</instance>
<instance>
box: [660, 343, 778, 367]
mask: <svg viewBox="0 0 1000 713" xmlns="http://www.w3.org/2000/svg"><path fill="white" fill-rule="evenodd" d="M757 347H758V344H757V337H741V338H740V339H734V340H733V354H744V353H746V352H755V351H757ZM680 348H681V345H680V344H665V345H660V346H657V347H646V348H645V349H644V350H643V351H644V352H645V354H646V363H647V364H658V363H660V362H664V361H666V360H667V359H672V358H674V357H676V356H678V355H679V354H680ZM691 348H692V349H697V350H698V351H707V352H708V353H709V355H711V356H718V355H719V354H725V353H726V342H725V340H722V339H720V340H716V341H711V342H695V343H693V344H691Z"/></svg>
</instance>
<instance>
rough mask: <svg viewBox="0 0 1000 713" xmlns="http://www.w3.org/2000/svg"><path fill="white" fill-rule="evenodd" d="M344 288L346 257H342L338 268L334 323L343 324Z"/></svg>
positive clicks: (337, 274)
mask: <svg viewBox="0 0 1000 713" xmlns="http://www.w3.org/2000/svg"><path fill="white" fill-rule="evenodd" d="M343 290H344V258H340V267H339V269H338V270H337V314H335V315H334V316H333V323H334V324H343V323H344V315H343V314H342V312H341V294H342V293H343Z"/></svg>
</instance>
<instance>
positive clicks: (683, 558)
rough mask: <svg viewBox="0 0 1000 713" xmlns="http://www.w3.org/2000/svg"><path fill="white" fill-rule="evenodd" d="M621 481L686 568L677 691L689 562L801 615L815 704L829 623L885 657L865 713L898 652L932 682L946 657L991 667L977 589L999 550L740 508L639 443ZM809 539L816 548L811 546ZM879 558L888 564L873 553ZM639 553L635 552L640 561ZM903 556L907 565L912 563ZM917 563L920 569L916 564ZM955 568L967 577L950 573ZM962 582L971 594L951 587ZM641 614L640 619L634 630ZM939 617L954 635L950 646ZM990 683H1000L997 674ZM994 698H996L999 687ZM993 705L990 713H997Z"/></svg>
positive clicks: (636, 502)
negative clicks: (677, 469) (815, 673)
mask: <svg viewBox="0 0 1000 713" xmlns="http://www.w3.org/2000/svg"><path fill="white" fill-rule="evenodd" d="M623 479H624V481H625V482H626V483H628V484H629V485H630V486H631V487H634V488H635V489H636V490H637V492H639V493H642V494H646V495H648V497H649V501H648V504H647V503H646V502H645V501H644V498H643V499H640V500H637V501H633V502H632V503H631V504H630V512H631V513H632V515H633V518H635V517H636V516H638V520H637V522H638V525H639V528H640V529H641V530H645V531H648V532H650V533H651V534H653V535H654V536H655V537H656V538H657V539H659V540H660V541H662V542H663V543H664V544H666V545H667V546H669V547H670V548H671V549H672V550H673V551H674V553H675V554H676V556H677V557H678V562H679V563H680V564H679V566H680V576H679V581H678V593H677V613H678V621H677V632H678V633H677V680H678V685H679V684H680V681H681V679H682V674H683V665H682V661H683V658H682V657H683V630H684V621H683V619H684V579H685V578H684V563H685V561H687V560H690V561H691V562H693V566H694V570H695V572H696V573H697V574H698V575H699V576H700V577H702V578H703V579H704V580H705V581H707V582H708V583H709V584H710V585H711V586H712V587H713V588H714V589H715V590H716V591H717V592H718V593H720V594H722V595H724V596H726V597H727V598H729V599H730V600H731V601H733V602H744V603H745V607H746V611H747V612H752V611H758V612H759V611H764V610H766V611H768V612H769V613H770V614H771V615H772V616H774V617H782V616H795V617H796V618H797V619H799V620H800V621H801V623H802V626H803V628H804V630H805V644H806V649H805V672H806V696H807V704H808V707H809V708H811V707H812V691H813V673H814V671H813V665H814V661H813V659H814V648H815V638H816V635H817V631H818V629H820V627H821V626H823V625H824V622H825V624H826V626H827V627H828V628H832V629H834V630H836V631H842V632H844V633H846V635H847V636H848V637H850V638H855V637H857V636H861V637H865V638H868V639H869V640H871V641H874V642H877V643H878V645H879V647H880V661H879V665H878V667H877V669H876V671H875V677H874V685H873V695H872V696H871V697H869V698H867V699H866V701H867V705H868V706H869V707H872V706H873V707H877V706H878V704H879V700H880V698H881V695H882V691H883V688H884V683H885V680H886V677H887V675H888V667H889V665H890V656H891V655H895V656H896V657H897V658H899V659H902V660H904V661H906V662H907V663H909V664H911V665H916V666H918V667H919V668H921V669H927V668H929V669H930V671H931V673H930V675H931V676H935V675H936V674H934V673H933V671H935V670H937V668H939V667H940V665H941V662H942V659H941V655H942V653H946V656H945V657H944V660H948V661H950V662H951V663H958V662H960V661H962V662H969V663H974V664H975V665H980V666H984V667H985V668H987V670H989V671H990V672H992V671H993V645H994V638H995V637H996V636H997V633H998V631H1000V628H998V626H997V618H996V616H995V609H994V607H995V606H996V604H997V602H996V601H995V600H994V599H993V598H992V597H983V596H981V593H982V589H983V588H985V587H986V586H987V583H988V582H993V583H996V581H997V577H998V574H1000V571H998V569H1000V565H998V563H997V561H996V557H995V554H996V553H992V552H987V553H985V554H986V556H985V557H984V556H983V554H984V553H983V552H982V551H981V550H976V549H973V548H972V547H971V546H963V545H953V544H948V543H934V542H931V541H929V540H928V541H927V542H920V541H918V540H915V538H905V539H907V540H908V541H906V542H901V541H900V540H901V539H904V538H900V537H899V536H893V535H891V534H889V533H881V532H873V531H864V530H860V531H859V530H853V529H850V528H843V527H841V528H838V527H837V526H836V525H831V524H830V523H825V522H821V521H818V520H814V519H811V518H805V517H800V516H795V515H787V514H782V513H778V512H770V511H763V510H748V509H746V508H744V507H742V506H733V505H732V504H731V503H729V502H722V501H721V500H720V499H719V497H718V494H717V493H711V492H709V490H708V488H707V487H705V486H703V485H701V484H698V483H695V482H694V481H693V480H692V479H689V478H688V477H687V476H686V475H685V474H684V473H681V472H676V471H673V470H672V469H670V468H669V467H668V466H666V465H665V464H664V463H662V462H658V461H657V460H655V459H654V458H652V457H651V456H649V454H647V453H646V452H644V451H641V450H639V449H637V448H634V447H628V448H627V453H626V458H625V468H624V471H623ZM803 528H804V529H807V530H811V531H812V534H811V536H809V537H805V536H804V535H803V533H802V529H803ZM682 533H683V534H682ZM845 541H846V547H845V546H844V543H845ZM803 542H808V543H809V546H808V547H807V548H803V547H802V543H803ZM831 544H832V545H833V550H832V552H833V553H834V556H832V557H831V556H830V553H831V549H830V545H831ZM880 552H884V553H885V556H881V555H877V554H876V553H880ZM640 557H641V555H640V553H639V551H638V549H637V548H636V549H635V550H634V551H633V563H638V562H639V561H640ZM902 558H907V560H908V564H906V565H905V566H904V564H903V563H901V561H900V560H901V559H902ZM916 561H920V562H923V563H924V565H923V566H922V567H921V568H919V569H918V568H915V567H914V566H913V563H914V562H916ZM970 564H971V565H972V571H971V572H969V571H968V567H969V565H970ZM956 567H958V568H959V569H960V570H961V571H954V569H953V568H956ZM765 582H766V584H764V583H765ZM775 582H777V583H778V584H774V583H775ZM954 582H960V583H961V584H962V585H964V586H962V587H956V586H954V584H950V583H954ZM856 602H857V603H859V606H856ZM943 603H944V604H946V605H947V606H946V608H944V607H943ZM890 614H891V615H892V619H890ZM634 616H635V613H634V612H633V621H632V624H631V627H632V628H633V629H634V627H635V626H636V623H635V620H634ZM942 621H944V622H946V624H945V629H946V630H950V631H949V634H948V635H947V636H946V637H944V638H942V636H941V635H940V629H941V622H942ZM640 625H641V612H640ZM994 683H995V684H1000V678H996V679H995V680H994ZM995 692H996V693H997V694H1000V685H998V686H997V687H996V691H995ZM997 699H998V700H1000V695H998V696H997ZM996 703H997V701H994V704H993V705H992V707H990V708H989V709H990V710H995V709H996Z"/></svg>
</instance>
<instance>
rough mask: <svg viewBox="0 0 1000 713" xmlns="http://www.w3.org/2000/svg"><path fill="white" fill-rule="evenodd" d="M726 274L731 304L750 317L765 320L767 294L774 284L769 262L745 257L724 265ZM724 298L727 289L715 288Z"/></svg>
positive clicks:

Exercise brief: Only the lines from the top of the data through the line that contains "288L346 257H342L338 268L334" should be quoted, exactly as they stand.

Response box:
</instance>
<instance>
box: [660, 343, 778, 367]
mask: <svg viewBox="0 0 1000 713" xmlns="http://www.w3.org/2000/svg"><path fill="white" fill-rule="evenodd" d="M757 347H758V344H757V337H741V338H740V339H734V340H733V354H744V353H746V352H755V351H757ZM680 348H681V345H680V344H665V345H660V346H657V347H646V348H645V349H644V350H643V351H644V352H645V354H646V363H647V364H658V363H660V362H664V361H666V360H667V359H672V358H674V357H676V356H678V355H679V354H680ZM691 348H692V349H697V350H698V351H707V352H708V353H709V355H711V356H718V355H719V354H725V353H726V342H725V340H722V339H720V340H716V341H711V342H695V343H693V344H691Z"/></svg>
</instance>
<instance>
rough mask: <svg viewBox="0 0 1000 713" xmlns="http://www.w3.org/2000/svg"><path fill="white" fill-rule="evenodd" d="M344 288L346 257H342L338 268L334 323L343 324Z"/></svg>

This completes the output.